EXERCISE BRIEF
Count the rows below that contain the word "window" and give only that number.

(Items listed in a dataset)

● ● ● ●

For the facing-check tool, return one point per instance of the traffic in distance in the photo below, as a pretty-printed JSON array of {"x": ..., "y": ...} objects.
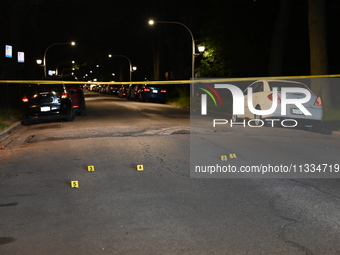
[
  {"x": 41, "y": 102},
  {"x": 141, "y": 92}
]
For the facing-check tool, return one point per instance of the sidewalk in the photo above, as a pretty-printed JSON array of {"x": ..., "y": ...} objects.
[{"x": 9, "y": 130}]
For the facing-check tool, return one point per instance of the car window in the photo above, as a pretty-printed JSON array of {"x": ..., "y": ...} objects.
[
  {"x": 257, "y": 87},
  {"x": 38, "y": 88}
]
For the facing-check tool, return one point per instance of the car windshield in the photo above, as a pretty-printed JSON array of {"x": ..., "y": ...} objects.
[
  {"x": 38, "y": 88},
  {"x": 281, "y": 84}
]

● ● ● ●

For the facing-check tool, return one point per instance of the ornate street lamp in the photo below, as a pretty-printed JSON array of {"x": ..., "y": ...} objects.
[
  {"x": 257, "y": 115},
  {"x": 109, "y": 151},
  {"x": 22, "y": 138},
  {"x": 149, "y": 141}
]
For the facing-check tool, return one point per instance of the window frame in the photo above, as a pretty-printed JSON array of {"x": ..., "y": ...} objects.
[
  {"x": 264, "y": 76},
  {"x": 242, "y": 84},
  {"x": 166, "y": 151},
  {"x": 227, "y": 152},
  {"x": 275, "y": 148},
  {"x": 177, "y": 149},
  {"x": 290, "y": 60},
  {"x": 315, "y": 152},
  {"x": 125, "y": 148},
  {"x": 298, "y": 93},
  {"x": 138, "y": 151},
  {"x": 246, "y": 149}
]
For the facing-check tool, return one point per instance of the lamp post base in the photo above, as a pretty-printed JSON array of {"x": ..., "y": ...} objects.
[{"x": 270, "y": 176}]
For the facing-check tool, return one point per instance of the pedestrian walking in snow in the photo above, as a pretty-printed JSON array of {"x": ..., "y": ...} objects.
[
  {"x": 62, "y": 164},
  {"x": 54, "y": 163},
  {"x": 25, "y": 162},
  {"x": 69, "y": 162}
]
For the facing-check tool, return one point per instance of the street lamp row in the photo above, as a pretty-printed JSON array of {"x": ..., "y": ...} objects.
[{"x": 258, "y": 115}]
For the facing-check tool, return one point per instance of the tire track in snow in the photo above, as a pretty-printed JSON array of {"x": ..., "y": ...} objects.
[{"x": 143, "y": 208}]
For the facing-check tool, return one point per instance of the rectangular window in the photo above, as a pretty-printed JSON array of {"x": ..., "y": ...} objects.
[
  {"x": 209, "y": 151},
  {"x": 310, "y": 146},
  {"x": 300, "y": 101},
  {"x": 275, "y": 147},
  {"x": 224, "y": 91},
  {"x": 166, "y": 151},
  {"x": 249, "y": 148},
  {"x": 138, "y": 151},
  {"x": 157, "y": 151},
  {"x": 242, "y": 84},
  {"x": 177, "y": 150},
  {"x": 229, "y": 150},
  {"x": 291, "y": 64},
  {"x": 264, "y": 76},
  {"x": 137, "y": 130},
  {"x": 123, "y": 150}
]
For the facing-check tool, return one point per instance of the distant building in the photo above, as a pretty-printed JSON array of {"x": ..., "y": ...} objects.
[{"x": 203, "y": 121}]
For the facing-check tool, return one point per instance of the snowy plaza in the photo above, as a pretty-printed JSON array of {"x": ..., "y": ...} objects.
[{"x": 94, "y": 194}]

● ● ● ●

COMPLETE OUTPUT
3